> _Given exercise 1_
In the records below, repeat word for word every line between the one holding "Please spot the moose front" and the last line of the records, inclusive.

> _Document excerpt_
= = = = = = =

The book Stonewall: the Riots that Sparked the Gay Revolution by David Carter was a great book to read while learning about the 1969 Stonewall Riots. This book helped me gain insight into what it was like in the 50s and 60s, when there was still much to be done to give homosexuals the rights they deserved. It also helped delve into the multiple turning points which eventually lead to the Stonewall Riots.
Overall, it gave me important information that I’ll need in the future to compare earlier turning points in the timeline of gay history to the Stonewall Riots and to decide whether they were as significant as they are portrayed these days or whether they were just another one of a series of important turning points which helped propel the gay rights’ movement into the mainstream. This book has helped me understand the key turning points during and after the Stonewall Riots to a powerful degree, and therefore I believe that it’s a compelling read for anyone looking for information regarding this subject.
This book begins by describing the scene in Greenwich Village New York, where the Stonewall Riots took place. It then goes on to describe how homosexuals were treated in the early 1960s, even giving detailed anecdotes from the lives of those who were treated unfairly by the police at that time. Along with details about people’s firsthand experiences, it provides a history of the Stonewall Inn, describing how it was created from a restaurant that used to be separated into two different places; a stable and a bakery.
This beginning helps the reader understand how New York was back then, and sets the stage for the rest of the ‘story’. After describing the history of the city and the laws that were passed in the 50s to discourage (if not enforce the discrimination against) homosexuality, the author then goes on to describe the upbringing and growth of key characters in the Stonewall Riots (some of whom later went on to become leaders of the gay rights movement), including Craig Rodwell, Dick Leitsch, Bob Kohler, and a plethora of other characters.
The book’s intimate descriptions of life in the years before the Stonewall Riots is a key reason this book is essential to read for the purpose of learning about gay life in the years leading up to the Stonewall Riots. This long prelude to the actual conflict gives the reader a greater understanding of what was going on before the Stonewall Riots. The Stonewall Riots are often regarded as the key turning point in the gay civil rights movement, bringing about the ‘gay revolution’. However, as exemplified in the book, this was not the only major turning point in this time period.
There were other turning points which occurred before the Stonewall Riots, and these were almost, if not more, important than the Stonewall Riots in helping bring the issue of civil rights for homosexuals to the forefront of American society. One of the important events that the book describes is the condemnation of entrapment by New York City Mayor John Lindsay, who was the 103rd mayor of the city from 1966 to 1973. Entrapment (which was the police’s practice of pretending to be homosexuals so that they could arrest any gays who were ‘cruising’ other men [looking to hook up with them]) was a big issue back then.

= = = = = = =

> _Items listed in a dataset_
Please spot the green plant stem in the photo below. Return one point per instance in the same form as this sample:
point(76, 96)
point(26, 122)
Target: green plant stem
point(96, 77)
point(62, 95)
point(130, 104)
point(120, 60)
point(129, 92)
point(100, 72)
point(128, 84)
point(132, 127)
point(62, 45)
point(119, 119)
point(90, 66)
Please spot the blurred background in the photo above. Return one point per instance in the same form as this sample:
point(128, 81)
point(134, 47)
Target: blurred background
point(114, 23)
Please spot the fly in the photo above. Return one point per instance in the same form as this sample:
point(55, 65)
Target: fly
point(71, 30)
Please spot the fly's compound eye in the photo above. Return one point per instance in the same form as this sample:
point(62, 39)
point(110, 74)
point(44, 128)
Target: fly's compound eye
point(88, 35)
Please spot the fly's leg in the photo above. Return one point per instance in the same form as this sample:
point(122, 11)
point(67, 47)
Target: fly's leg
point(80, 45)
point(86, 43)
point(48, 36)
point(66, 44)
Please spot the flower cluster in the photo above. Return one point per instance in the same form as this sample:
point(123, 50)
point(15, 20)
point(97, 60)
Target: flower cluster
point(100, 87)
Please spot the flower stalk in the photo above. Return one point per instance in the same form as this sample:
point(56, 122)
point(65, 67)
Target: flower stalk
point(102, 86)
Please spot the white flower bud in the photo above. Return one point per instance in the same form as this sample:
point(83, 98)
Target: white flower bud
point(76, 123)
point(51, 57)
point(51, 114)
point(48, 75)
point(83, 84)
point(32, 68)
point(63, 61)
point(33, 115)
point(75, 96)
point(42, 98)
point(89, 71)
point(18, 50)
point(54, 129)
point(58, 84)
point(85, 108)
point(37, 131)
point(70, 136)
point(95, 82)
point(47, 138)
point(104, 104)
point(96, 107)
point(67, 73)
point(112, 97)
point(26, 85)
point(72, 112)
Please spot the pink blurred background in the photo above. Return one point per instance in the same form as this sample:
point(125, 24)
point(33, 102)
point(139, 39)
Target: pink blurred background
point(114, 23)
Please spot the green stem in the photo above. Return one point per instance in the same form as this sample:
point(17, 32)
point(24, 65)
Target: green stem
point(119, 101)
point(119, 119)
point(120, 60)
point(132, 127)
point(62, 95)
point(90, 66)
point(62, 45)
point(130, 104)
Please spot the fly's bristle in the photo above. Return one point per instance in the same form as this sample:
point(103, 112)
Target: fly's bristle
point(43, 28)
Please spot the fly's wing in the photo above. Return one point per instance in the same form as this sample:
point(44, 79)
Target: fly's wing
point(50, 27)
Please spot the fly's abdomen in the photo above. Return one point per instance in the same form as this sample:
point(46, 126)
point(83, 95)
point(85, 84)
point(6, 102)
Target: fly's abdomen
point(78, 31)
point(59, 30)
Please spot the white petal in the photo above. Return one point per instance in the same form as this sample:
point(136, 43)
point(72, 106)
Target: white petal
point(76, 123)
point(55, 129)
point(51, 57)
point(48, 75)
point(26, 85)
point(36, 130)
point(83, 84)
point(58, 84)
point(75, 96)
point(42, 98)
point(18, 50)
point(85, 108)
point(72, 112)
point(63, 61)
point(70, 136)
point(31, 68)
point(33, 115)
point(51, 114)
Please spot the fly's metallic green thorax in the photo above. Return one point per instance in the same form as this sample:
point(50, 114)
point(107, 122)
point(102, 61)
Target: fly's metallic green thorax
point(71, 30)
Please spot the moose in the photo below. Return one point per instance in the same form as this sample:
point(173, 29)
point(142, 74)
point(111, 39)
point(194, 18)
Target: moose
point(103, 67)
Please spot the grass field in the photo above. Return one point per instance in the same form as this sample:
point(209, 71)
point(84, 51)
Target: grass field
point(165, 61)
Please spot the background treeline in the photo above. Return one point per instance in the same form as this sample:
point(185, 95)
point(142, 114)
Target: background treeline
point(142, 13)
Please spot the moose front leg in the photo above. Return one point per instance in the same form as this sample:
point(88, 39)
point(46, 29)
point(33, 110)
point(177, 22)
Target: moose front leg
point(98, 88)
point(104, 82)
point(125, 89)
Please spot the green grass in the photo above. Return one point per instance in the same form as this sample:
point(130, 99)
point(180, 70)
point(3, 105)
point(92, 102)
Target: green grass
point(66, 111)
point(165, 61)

= = = = = = =

> _Given exercise 2_
Reproduce the part of the Stonewall book review between "Overall, it gave" and "regarding this subject.", inclusive, without changing a word.

> _Full answer 1_
Please spot the moose front leg in the photo above. Return one point per instance in the same form as this sample:
point(88, 39)
point(46, 29)
point(33, 110)
point(177, 22)
Target: moose front leg
point(98, 88)
point(104, 82)
point(125, 89)
Please spot the green grass in the photo above. Return one point per instance in the same form as this sample:
point(130, 99)
point(180, 70)
point(3, 105)
point(92, 102)
Target: green grass
point(66, 111)
point(165, 61)

> _Full answer 2_
Overall, it gave me important information that I’ll need in the future to compare earlier turning points in the timeline of gay history to the Stonewall Riots and to decide whether they were as significant as they are portrayed these days or whether they were just another one of a series of important turning points which helped propel the gay rights’ movement into the mainstream. This book has helped me understand the key turning points during and after the Stonewall Riots to a powerful degree, and therefore I believe that it’s a compelling read for anyone looking for information regarding this subject.